Please reproduce every line below without changing anything.

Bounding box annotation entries
* * * * *

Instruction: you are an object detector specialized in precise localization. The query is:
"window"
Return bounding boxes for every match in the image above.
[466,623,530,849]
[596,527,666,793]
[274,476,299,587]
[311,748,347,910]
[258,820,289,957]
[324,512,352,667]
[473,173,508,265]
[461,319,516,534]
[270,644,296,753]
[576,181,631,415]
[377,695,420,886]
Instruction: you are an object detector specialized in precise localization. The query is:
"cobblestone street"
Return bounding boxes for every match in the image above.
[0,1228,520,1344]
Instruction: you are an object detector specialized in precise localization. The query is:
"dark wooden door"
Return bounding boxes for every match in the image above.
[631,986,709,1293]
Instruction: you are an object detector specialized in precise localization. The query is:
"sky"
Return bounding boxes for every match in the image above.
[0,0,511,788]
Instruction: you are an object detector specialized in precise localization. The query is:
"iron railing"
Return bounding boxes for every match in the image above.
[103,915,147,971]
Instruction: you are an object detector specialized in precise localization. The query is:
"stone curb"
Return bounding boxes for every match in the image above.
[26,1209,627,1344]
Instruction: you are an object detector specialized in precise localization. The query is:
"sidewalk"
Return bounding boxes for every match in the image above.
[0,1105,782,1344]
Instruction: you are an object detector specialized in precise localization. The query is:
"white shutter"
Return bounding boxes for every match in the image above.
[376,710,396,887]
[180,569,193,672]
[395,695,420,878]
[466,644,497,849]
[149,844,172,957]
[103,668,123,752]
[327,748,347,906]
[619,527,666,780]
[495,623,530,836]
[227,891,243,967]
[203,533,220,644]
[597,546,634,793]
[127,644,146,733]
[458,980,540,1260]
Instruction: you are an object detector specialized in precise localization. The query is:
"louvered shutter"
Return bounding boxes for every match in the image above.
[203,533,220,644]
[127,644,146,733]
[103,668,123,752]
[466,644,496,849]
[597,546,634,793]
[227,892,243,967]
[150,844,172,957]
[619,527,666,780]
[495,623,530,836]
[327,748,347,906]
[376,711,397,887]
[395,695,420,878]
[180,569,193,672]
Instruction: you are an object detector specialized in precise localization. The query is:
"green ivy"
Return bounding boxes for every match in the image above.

* * * * *

▶ **Output**:
Instruction: you are an object detector specialized in precise localization. The query is:
"window"
Return bounding boxes for every match in the image above.
[466,623,530,849]
[596,527,666,793]
[274,476,299,587]
[311,748,347,910]
[258,820,289,957]
[324,512,352,667]
[473,173,508,265]
[461,319,516,534]
[270,644,296,753]
[576,181,631,415]
[377,695,420,886]
Instruction: you are an object detector specialized in precise localization. The query is:
"cobblestone street"
Return bounding boxes for every match in the image above.
[0,1228,520,1344]
Instruction: you are an object detector specialized in precise localization. The query is:
"dark wooden door"
Return bounding boxes for every match in the image above.
[631,986,709,1293]
Instruction: you are an object detector specialized in precise localization. The query is:
"sky"
Return bounding boxes for every match in the image above.
[0,0,511,788]
Instruction: you are an object detector specialized in precise localization. The query is:
"iron railing"
Return bounding boxes for every match in the image above.
[103,915,147,971]
Instruction: you are an object detector specialized in precise localization. The query is:
"stone curb"
Return bounding boxes for every match in the image above.
[26,1209,627,1344]
Instruction: you are an object detector specialized in precise localization. The query is:
"sidewalk"
Return bounding boxes for every match in the image above.
[0,1105,782,1344]
Instruction: you are an object detector specialized in precise localization. The query is:
"white shutter"
Return bounding boxes for every match in the image above.
[376,710,396,887]
[180,569,193,672]
[395,695,420,878]
[466,644,497,849]
[149,844,172,957]
[103,668,123,752]
[327,748,347,906]
[619,527,666,780]
[495,623,530,836]
[227,891,243,967]
[203,533,220,644]
[597,546,634,793]
[127,644,146,733]
[458,980,540,1260]
Instruction: you are an object detector specialized in precise localization. The query is:
"louvered shutter"
Return bounding boxes for every match in the image above.
[203,533,220,644]
[127,644,146,733]
[103,668,123,752]
[466,644,496,849]
[597,546,634,793]
[227,892,243,967]
[150,844,172,957]
[619,527,666,780]
[495,623,530,836]
[327,748,347,906]
[376,711,397,887]
[395,695,420,878]
[180,569,193,672]
Instruction: you are an object detector specialized in precise localization. The query is:
"green ivy"
Return bounding boxes for every match in the image above.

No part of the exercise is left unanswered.